> EXERCISE GOAL
Copy out the entire listing below, requests included, and multiply every x and y coordinate in the answer points by 2.35, rounding each result to a whole number with halves rounded up. Keep the numbers in the requests and their sample points as they are.
····················
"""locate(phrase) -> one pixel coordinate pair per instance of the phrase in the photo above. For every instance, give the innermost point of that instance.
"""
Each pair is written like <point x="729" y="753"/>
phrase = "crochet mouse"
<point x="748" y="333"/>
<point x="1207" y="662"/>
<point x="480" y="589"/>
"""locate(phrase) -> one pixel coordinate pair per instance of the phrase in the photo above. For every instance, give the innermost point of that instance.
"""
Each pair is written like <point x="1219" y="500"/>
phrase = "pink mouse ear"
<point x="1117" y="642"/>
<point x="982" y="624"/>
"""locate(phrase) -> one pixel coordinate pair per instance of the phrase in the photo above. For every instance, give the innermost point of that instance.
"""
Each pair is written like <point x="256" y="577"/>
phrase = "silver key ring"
····················
> OUTPUT OF THE TASK
"""locate(phrase) -> one pixel coordinate pair per instance of the phrase in the photo above. For every instance, give the innermost point of that instance.
"""
Each pair is written like <point x="729" y="753"/>
phrase = "crochet mouse"
<point x="1758" y="783"/>
<point x="2836" y="1556"/>
<point x="1128" y="1384"/>
"""locate(phrase) -> one pixel coordinate pair per instance of the phrase in the photo above. For every instance, give the innermost point of that instance.
"""
Each pair is written like <point x="1219" y="500"/>
phrase = "pink mouse ear"
<point x="2625" y="1509"/>
<point x="2308" y="1466"/>
"""locate(phrase) -> one pixel coordinate pair per instance of the phrase in the photo above. For every instance, give the innermost point of that instance.
"""
Each pair is written like <point x="256" y="577"/>
phrase = "silver key ring"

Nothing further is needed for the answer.